_DATA SHOWN_

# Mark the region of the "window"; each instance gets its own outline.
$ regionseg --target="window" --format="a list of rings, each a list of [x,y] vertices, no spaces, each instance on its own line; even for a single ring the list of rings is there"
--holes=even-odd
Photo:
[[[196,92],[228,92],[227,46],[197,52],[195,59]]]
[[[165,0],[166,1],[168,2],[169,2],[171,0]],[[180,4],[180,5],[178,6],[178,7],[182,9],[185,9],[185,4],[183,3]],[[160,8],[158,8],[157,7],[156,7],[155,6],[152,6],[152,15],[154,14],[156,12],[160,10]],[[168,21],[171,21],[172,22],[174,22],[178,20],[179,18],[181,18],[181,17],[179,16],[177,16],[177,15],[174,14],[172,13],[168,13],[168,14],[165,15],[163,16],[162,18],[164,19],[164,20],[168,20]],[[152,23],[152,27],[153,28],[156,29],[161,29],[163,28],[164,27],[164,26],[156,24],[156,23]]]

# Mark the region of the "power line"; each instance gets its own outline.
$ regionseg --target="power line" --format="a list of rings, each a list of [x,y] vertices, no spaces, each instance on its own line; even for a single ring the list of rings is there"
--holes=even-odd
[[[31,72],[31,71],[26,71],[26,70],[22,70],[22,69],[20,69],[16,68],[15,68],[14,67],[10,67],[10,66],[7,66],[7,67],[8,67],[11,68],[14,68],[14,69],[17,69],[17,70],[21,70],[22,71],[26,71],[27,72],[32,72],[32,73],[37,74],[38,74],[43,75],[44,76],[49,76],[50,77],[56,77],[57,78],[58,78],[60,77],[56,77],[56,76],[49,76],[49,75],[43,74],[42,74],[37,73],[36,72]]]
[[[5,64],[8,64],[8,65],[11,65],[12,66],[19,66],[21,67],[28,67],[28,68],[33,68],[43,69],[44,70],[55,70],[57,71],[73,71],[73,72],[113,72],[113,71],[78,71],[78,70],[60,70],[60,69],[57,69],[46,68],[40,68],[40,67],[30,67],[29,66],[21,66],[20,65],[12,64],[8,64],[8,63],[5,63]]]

_GIVEN EXERCISE_
Please copy out each record, character for character.

_EXERCISE SOLUTION_
# Mark the region of the "window"; each instance gets its own outline.
$ regionseg --target="window" --format="a list of rings, each a list of [x,y] vertices, no spaces, each instance on its own line; even for a single ring the list of rings is there"
--holes=even-odd
Photo:
[[[196,92],[228,92],[227,46],[197,52],[195,59]]]
[[[165,0],[166,1],[168,2],[169,2],[171,0]],[[180,4],[180,5],[178,6],[178,7],[182,9],[185,9],[185,4],[183,3]],[[160,8],[158,8],[157,7],[156,7],[155,6],[152,6],[152,15],[154,14],[156,12],[160,10]],[[168,21],[171,21],[172,22],[174,22],[178,20],[179,18],[181,18],[181,17],[179,16],[177,16],[177,15],[174,14],[172,13],[168,13],[168,14],[165,15],[163,16],[162,18],[164,19],[164,20],[168,20]],[[152,23],[152,27],[153,28],[156,29],[161,29],[163,28],[164,27],[164,26],[156,24],[156,23]]]

# Mark the region of the "power line"; each instance gets its own outline.
$ regionseg --target="power line" --format="a list of rings, each a list of [x,y] vertices, no spaces, each instance on its own line; even for a single ring the list of rings is there"
--holes=even-odd
[[[31,72],[31,71],[26,71],[26,70],[22,70],[22,69],[20,69],[16,68],[15,68],[14,67],[10,67],[10,66],[7,66],[7,67],[8,67],[11,68],[14,68],[14,69],[17,69],[17,70],[21,70],[22,71],[26,71],[27,72],[32,72],[32,73],[37,74],[38,74],[43,75],[44,76],[49,76],[50,77],[56,77],[57,78],[58,78],[60,77],[56,77],[56,76],[49,76],[49,75],[43,74],[42,74],[37,73],[36,72]]]
[[[5,64],[8,64],[8,65],[11,65],[12,66],[19,66],[21,67],[28,67],[28,68],[33,68],[43,69],[44,70],[55,70],[57,71],[73,71],[73,72],[113,72],[113,71],[78,71],[78,70],[60,70],[60,69],[57,69],[46,68],[40,68],[40,67],[30,67],[29,66],[21,66],[20,65],[12,64],[8,64],[8,63],[5,63]]]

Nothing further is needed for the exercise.